----- Given records
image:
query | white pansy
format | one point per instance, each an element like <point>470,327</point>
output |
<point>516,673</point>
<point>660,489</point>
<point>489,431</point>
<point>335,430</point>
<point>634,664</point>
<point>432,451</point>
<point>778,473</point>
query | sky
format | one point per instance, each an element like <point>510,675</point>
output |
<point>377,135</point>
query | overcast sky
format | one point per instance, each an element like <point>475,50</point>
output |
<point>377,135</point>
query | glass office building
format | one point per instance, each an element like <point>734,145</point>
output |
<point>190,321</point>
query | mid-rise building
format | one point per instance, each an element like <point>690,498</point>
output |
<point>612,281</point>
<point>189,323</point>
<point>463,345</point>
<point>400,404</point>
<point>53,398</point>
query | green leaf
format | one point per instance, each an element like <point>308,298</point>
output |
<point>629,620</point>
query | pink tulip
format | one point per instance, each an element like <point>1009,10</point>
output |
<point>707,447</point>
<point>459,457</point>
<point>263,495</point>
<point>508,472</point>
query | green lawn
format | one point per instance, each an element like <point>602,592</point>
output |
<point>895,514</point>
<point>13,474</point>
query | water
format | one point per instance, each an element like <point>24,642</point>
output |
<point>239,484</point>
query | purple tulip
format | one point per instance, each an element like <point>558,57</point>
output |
----------
Task details: Reproduce the material from its start through the line containing "<point>13,474</point>", switching every "instance" to "item" and leaving everything else unchanged. Return only that stretch.

Exercise response:
image:
query | white pansy
format | one point per item, each an element like <point>470,327</point>
output |
<point>516,673</point>
<point>660,489</point>
<point>489,431</point>
<point>335,430</point>
<point>634,664</point>
<point>432,451</point>
<point>778,473</point>
query | sky
format | one point per item, each an element like <point>510,675</point>
output |
<point>377,135</point>
query | overcast sky
format | one point per item, each an element like <point>475,50</point>
output |
<point>377,135</point>
query | glass office building
format | one point per item, each an element like <point>734,145</point>
output |
<point>190,321</point>
query | mid-rise building
format | one point per item, each an element like <point>690,498</point>
output |
<point>612,281</point>
<point>189,323</point>
<point>463,345</point>
<point>400,404</point>
<point>53,398</point>
query | green leaf
format | one point per item, each an element like <point>308,298</point>
output |
<point>629,620</point>
query | pink tulip
format | one point per item, each an element like <point>1009,10</point>
output |
<point>707,447</point>
<point>459,457</point>
<point>263,495</point>
<point>508,472</point>
query | green lawn
format | one point per item, each an element like <point>602,592</point>
output |
<point>895,514</point>
<point>13,474</point>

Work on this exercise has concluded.